*** PAGE EXTRACT ***
Like so many things with Ethan when it comes to his social (not intellectual, or academic development), he's now tackling a phase most kids enter around age 3 or 4. I've always said that curiosity has not been one of his hallmarks. Unlike most typical kids, he has not had an insatiable desire to figure the world out.
And so, in the past week alone, I've heard: Why is our kitchen yellow? Why does red mean stop and green mean go? What makes the thunder so loud? Why do people sneeze? What does "off limits" mean? Why does the air conditioning make things cold? Why do the kitties scratch? ...and the list goes on and on.
This made me think a little about the evolution of question asking, and answering. Back when Ethan first started therapy, one of the first things his Favorite Therapist in the World told me is that so much of communication is linked to motivation. This is why, for many kids, one of the easiest ways to encourage them to request something is to link that request to food (the hungrier they are, the better!).
And so asking questions begins with needs being met. Answering questions usually starts with "yes" or "no" responses to said needs being met (i.e. "Do you want Cheerios?" "Yes!"). But what happens next? I'm no scientist or child development expert, but it seems for us the next stage involved the accumulation of basic information. This is the stage when labeling was big and simple facts, the type that can be memorized and repeated back, reigned supreme. This stage stared with questions like, "What's that?" and progressed to "Where's daddy?" or "When is dinner?" Naturally, this was also the phase when Ethan learned to answer simple What, Where, and When questions ("What is your name?" "How old are you?" "What's that a picture of?"). I should tack Who questions on the list, but with a disclaimer: Ethan has very rarely asked them, although he's much better about answering them. I can count on one hand the number of times he's asked me, "Who is that?" I am guessing this has something to do with his natural inclination to be more interested in objects than people.
That stage went on for about two years. And now (yes!) we have reached the Whys (and sometimes Hows). This has brought my over-analyzing mind to another question (no pun intended): Which comes first, learning to ask the questions or to answer them?
*** End of PAGE EXTRACT ***
- [BRIEF]:
From the text about Ethan's questions, list every question the writer reports hearing from him in the past week.
*** DATASET CONTENT ***
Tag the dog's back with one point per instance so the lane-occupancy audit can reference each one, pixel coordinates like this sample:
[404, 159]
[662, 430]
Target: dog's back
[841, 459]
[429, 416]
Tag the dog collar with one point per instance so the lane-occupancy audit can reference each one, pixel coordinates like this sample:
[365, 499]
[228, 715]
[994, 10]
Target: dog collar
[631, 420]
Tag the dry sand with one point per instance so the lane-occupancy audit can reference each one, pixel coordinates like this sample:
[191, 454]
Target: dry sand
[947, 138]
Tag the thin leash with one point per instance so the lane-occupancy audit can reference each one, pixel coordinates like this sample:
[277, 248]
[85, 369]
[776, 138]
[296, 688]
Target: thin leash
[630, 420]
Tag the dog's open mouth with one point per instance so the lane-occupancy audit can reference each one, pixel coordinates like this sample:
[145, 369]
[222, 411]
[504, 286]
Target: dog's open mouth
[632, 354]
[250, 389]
*** End of DATASET CONTENT ***
- [COMPLETED EXERCISE]:
- Why is our kitchen yellow?
- Why does red mean stop and green mean go?
- What makes the thunder so loud?
- Why do people sneeze?
- What does "off limits" mean?
- Why does the air conditioning make things cold?
- Why do the kitties scratch?